All these and thousands more poured into the English vocabulary
between 1100 and 1500 until, at the end of that time, many people must have had
more French words than English at their command. This is not to say that
English became French. English remained English in sound structure and in
grammar, though these also felt the ripples of French influence. The very heart
of the vocabulary, too, remained English. Most of the high-frequency words -
the pronouns the prepositions, the conjunctions, the auxiliaries, as well as a
great many ordinary nouns and verbs and adjectives – were not replaced by
borrowings.
Middle English, then, was still a Germanic language but it
differed from Old English in many ways. The sound system and the grammar changed
a good deal. Speakers made less use of case systems and other inflectional
devices and relied more on word order and structure words to express their
meanings. This is often said to be a simplification, but It Isn’t really.
Languages don’t become simpler; they merely exchange one kind of complexity for
another. Modern English is not a simple language, as any foreign speaker who tries
to learn it will hasten to tell you.

----------------------------------------

Complete the following ::
- 1) Quote the passage on Middle English word for word, starting at "Languages don’t become" and ending at "to tell you.".
- 2) According to the passage on Middle English, during which years did the French words pour into the English vocabulary?
Nothing in the listing is needed here.

Information provided ::
----------------------------------------

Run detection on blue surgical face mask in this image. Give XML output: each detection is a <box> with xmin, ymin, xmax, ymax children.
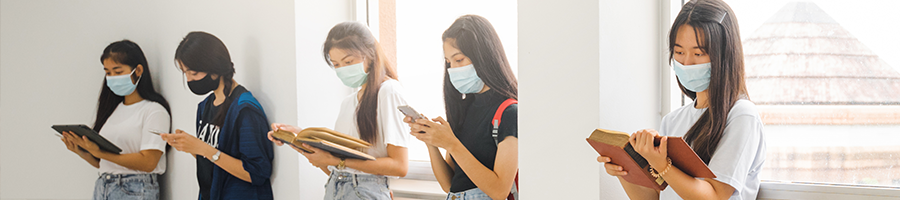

----------------------------------------

Written answers ::
- 1)
Languages don’t become simpler; they merely exchange one kind of complexity for
another. Modern English is not a simple language, as any foreign speaker who tries
to learn it will hasten to tell you.

- 2) Between 1100 and 1500.